------ Information provided

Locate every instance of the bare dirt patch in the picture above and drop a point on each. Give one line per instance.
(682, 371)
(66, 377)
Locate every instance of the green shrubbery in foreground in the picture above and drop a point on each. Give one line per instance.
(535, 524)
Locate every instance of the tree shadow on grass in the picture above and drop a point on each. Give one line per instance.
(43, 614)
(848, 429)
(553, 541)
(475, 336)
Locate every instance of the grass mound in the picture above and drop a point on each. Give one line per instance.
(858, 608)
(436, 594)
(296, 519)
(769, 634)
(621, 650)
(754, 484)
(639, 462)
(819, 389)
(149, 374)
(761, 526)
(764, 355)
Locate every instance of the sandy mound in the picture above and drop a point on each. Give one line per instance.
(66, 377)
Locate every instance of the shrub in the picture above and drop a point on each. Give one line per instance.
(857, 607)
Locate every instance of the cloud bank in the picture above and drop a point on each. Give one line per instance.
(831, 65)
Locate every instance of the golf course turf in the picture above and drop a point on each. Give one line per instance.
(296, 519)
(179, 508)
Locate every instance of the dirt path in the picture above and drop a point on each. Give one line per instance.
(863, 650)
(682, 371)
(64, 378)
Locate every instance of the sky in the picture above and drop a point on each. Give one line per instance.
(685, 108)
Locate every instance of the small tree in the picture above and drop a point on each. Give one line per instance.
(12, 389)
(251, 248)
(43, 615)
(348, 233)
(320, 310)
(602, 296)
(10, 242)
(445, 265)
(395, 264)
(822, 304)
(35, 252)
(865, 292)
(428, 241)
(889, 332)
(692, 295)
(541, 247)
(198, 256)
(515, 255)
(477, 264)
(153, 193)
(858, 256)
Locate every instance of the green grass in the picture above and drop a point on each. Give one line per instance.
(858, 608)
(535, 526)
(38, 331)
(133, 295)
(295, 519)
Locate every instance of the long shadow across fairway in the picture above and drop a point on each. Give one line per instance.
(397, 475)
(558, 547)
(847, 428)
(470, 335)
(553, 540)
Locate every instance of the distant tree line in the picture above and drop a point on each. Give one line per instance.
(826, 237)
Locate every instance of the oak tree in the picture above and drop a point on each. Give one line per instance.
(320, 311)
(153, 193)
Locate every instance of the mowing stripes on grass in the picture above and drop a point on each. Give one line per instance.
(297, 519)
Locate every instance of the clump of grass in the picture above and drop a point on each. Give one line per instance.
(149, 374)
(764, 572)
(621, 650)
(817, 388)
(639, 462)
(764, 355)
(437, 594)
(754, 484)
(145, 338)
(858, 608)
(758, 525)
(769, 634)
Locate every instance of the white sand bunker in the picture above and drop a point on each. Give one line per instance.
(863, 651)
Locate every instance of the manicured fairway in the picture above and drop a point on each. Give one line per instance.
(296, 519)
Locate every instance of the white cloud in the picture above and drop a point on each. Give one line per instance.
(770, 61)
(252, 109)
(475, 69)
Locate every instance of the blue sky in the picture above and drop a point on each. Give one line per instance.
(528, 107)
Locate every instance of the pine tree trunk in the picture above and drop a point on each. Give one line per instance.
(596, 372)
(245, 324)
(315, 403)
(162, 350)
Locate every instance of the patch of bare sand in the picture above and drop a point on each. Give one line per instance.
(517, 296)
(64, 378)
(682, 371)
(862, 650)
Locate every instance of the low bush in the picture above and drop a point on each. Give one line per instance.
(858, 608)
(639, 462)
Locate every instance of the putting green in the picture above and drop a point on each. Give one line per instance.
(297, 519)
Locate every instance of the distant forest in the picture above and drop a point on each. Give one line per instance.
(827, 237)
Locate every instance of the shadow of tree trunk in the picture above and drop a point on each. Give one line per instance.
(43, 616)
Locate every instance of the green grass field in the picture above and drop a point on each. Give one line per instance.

------------

■ Stated problem
Reproduce the material above, every line of it, exactly.

■ Reply to the task
Locate every instance of the bare dirt patch in the picture above and drop a point on each. Give one line per instance.
(682, 371)
(66, 377)
Locate every instance of the green shrubbery in foreground in the picture above and drop a point on each. Give one line per instance.
(535, 524)
Locate every instance of the tree shadow on grass in the picture above and drop a point on each. Give one line per instance.
(43, 614)
(848, 429)
(553, 541)
(475, 336)
Locate every instance of the grass mound in the picture above and drop a point on each. Give one line per instance.
(858, 608)
(436, 594)
(296, 519)
(769, 634)
(621, 650)
(754, 484)
(639, 462)
(819, 389)
(149, 374)
(761, 526)
(764, 355)
Locate every instance of the sandy mound in the picture above and drop a point on each. Give one line per instance.
(66, 377)
Locate every instance of the shrub in the picture above and drop a point on each. Give one line per instance.
(857, 607)
Locate every instance of the cloud bank in the picture above and drop a point on each. Give one line per instance.
(831, 65)
Locate every instance of the golf course turf in the picture above and drop a point on each. Give one line per instance.
(296, 519)
(179, 508)
Locate every instance of the dirt path in the picture above and drop a point on each. Give one line per instance.
(863, 650)
(682, 371)
(64, 378)
Locate every instance of the sky in the picture above and drop a point on each. Give one line per instance.
(685, 108)
Locate every instance of the small tree in the picture above and drop a point on each. Give one line per instance.
(12, 389)
(251, 248)
(43, 615)
(348, 233)
(320, 310)
(602, 296)
(10, 242)
(445, 265)
(395, 264)
(822, 304)
(35, 252)
(865, 292)
(428, 241)
(889, 332)
(692, 295)
(541, 247)
(198, 256)
(515, 255)
(477, 264)
(153, 193)
(858, 256)
Locate every instance of the green grass in the picture above and drop a point on each. Give one line per instance.
(858, 608)
(535, 526)
(38, 331)
(133, 295)
(295, 519)
Locate every instance of the long shadow across fairway in the picture above and drop a point on each. Give one line per instance.
(397, 475)
(558, 547)
(847, 428)
(470, 335)
(553, 540)
Locate every instance of the distant tree line in the picture above and drop a point on each. Give one line per instance.
(826, 237)
Locate every instance of the oak tree in the picture above and drop a point on each. Give one line per instance.
(320, 311)
(153, 193)
Locate every instance of the mowing stripes on grass in the picture above and drop a point on each. Give one line per instance.
(297, 519)
Locate every instance of the clump of grass in the picture above and drop a point on each. Give one line per instance.
(149, 374)
(764, 572)
(621, 650)
(817, 388)
(639, 462)
(764, 355)
(437, 594)
(754, 484)
(145, 338)
(858, 608)
(758, 525)
(769, 634)
Locate every instance of the white sand bunker in the picture above and drop a point on each. Give one line per instance.
(863, 651)
Locate every instance of the manicured fairway in the picture above and drop a point on each. Give one line per instance.
(296, 519)
Locate every instance of the white cloud in the picture above and drop a point on each. Give one line per instance.
(770, 61)
(252, 109)
(475, 69)
Locate every instance of the blue sky in the picture above and drop a point on each. Give one line per instance.
(528, 107)
Locate every instance of the pine tree trunk in the picture above and drop a point on each. Give one line per instance.
(596, 372)
(245, 324)
(315, 403)
(162, 350)
Locate every instance of the patch of bare sand in the picture above and drop a point on each. Give one line per instance.
(517, 296)
(64, 378)
(682, 371)
(862, 650)
Locate every instance of the low bush in the picture above and drop a point on each. Give one line per instance.
(858, 608)
(639, 462)
Locate every instance of the putting green in the picture above and drop a point on each. Give one line per instance.
(297, 519)
Locate every instance of the distant forest in the picture above and drop a point on each. Give one line per instance.
(827, 237)
Locate every instance of the shadow of tree trunk in the picture above and drop a point on each. Give one line per instance.
(43, 616)
Locate every instance of the green grass field in the picture above and drop a point on each. Give one line per instance.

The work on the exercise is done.